---------- Provided information ----------

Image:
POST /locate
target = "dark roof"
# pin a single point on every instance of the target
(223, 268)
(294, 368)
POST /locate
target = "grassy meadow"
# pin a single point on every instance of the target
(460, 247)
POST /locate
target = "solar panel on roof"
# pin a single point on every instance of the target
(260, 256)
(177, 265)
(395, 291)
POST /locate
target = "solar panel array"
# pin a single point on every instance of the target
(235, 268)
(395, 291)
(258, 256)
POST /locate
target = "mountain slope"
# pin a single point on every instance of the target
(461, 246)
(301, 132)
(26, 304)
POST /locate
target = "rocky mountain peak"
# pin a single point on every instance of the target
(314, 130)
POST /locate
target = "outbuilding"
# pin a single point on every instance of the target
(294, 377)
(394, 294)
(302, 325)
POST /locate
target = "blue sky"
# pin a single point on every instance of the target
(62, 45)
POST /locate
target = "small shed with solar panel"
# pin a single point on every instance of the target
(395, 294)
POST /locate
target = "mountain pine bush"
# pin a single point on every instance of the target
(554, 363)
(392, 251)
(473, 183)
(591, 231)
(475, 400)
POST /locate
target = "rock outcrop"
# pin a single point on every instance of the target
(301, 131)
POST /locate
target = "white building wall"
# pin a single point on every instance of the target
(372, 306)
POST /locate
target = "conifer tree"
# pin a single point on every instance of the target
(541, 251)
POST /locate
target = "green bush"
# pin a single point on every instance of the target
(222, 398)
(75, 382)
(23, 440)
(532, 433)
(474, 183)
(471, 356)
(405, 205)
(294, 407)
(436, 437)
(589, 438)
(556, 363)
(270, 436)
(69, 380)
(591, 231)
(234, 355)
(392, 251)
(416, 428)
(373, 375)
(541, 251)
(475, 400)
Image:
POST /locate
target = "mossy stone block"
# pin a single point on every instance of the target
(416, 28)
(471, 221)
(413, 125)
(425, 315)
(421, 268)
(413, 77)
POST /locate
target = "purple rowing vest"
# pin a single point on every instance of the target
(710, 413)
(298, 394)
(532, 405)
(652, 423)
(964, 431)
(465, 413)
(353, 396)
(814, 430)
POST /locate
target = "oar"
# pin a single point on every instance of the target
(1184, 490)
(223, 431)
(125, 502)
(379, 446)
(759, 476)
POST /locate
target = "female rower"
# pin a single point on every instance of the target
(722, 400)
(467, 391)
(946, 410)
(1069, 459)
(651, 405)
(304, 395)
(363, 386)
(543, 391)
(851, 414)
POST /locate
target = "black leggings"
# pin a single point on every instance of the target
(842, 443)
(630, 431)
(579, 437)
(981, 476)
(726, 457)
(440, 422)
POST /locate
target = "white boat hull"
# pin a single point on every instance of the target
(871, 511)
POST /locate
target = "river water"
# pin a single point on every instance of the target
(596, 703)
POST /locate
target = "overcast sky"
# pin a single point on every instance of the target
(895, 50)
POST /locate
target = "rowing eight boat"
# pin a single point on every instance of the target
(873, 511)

----------

[Problem description]: Please pick out every line of the data above that contains the string "rowing" and copy each one. Treat uppercase and lowercase letters as different.

[Exercise output]:
target = "purple rowing vest"
target = "rowing eight boat"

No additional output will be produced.